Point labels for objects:
+ + + + +

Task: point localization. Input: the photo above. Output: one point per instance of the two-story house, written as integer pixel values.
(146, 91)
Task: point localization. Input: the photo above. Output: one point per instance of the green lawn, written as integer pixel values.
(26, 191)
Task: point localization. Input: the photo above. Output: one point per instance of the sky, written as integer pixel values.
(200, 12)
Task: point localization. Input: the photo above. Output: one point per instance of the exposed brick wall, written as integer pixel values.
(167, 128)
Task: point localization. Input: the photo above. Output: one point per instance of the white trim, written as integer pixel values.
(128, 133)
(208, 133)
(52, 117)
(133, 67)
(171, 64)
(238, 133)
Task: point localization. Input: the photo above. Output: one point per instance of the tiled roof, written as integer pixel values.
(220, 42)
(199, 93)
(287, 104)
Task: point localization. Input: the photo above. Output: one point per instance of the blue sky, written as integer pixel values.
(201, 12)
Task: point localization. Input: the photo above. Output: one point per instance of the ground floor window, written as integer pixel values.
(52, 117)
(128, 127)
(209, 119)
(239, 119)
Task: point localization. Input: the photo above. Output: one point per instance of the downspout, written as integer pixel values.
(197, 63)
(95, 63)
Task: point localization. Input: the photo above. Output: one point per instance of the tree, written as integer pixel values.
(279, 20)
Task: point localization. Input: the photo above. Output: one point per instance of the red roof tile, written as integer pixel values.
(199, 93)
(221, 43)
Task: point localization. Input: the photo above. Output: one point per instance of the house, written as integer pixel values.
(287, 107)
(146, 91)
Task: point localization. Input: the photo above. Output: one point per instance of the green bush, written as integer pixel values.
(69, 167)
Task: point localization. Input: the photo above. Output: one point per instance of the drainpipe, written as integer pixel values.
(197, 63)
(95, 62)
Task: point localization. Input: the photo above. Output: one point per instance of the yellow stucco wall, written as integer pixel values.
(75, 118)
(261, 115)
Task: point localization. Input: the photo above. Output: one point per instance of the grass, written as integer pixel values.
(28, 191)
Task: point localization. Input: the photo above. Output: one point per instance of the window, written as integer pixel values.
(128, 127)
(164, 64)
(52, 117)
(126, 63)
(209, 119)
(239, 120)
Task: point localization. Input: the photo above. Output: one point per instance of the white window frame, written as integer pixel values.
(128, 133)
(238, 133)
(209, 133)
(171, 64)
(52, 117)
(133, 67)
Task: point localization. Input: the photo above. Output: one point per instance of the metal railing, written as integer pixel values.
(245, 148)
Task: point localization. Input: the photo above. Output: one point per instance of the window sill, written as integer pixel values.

+ + + + +

### Exercise
Copy all of the records above word for word, from the first line through the last.

### The response
Task: point localization. Input: the photo above. Output: one point per instance of the two-story house, written as integer pixel values.
(146, 91)
Task: point localization. Input: the photo above. Output: one point per instance of the green lawn, written as integer pixel values.
(26, 191)
Task: point localization. Input: the photo above. Output: one point per instance of the sky, written as integer pixel values.
(200, 12)
Task: point localization. Input: the photo above. Output: one point per instance of the exposed brick wall, written as integer pixel values.
(167, 128)
Task: point localization. Input: the photo above. Output: one point per instance of the white trim, written as integer pixel values.
(128, 133)
(208, 133)
(52, 117)
(133, 67)
(171, 64)
(238, 133)
Task: point localization. Input: the photo above. Output: one point per instance of the tiled roof, written as integer pixel values.
(220, 42)
(199, 93)
(287, 104)
Task: point localization. Input: the photo above. Output: one point per instance of the blue sky, written as integer pixel values.
(201, 12)
Task: point localization. Input: the photo above. Output: one point per instance of the ground floor window, written as integer pixel values.
(52, 117)
(128, 127)
(209, 119)
(239, 119)
Task: point localization. Input: the photo above. Output: one point per instance of the downspout, written as integer pixel values.
(197, 63)
(95, 63)
Task: point localization. Input: the photo above. Output: one point per instance of the tree, written as integer pixel values.
(279, 20)
Task: point localization. Input: the photo above. Output: one point per instance of the red roof tile, written as integer pixel values.
(199, 93)
(221, 43)
Task: point localization. Input: the photo above. Output: one point per instance of the house, written as integer pixel values.
(287, 107)
(146, 91)
Task: point localization. Input: the photo above. Output: one point per instance of the green bush, written as integer pixel values.
(69, 167)
Task: point localization. Input: the photo above. Output: one point per instance of the drainpipe, written as integer pixel values.
(197, 63)
(95, 62)
Task: point localization. Input: the photo above. Output: one point per instance of the yellow stucco wall, written as integer pixel values.
(75, 118)
(261, 115)
Task: point localization. Input: the photo above. Output: one point per instance of the grass, written as integer pixel values.
(28, 191)
Task: point localization. Input: the photo above. Output: one point per instance of the window, written as integer pixel values.
(128, 127)
(164, 64)
(52, 117)
(126, 63)
(209, 119)
(239, 120)
Task: point localization. Input: the photo above. Output: one point per instance of the white window frame, written as integer pixel values.
(128, 133)
(238, 133)
(209, 133)
(171, 64)
(52, 117)
(133, 67)
Task: point localization. Input: the photo above. Output: one point per instance of the metal railing, written as integer pixel values.
(245, 148)
Task: point localization. Input: the photo above. Output: one point per instance of the window sill, written as integer pixel values.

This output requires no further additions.